**Dataset**
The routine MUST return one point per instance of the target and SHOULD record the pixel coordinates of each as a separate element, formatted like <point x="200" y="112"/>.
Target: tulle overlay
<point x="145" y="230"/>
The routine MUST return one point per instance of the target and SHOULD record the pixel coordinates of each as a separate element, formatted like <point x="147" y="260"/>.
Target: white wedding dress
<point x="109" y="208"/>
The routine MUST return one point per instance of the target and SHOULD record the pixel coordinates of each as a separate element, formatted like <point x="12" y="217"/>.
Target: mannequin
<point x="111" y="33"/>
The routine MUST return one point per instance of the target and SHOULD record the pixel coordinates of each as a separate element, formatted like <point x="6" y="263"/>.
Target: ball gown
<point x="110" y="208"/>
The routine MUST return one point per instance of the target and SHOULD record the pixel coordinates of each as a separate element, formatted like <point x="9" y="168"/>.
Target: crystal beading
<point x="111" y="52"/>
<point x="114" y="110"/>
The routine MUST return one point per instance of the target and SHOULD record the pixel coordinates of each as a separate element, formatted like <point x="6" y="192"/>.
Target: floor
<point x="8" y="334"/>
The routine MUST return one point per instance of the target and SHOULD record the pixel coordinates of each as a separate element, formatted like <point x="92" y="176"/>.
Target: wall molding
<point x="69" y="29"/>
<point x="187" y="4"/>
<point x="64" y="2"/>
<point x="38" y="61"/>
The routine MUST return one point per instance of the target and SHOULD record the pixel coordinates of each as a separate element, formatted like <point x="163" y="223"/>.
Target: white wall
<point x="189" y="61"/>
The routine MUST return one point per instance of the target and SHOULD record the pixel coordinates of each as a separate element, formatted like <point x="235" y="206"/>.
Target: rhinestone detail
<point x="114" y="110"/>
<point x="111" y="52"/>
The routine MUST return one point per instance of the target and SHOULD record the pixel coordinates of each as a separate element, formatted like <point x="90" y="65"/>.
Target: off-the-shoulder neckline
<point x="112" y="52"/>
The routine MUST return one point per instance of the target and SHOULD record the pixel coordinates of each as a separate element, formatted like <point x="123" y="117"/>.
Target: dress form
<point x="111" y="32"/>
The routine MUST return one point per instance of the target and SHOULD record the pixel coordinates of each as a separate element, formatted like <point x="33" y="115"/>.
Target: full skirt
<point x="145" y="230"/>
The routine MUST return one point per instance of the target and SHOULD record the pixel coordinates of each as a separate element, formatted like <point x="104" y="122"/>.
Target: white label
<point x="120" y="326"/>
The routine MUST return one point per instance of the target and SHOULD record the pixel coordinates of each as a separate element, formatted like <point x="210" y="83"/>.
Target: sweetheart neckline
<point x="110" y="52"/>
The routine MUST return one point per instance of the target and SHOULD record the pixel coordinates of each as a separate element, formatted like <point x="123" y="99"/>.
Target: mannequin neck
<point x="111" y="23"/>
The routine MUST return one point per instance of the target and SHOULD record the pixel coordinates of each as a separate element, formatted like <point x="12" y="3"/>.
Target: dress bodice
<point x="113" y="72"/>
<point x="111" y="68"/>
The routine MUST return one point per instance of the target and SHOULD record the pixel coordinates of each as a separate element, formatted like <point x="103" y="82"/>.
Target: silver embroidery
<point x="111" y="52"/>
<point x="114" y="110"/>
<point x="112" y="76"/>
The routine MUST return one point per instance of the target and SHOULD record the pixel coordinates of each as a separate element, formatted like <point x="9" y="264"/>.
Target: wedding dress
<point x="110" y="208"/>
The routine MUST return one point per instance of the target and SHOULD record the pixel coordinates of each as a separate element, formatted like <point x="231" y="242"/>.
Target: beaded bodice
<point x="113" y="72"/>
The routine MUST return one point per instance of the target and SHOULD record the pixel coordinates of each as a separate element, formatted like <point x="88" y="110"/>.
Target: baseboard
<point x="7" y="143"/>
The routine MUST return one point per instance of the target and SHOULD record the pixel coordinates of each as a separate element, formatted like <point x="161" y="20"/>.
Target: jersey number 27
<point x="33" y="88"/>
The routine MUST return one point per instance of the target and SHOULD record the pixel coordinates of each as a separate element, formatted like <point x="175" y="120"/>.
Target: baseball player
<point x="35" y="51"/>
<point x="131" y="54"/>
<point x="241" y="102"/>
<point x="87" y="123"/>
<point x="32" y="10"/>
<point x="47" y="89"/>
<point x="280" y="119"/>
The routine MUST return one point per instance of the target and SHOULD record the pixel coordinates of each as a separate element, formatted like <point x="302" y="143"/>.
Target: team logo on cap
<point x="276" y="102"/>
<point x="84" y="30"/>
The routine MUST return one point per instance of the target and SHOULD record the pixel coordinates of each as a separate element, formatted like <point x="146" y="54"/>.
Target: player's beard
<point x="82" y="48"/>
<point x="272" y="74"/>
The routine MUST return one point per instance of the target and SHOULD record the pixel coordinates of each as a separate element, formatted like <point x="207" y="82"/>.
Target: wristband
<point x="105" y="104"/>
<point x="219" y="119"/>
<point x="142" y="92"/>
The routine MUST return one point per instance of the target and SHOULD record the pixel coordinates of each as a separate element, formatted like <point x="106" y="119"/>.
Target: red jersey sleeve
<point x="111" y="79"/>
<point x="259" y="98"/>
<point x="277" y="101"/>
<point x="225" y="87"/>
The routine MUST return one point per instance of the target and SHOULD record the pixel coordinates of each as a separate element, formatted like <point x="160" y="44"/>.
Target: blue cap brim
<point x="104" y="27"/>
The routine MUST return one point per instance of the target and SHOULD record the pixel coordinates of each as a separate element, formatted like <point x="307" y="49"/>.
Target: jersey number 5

**Exercise brief**
Select every line of the entries above that contains the word "neckline", matching case exactly, and copy each one out.

**Exercise response**
Target: off-the-shoulder neckline
Target: sweetheart neckline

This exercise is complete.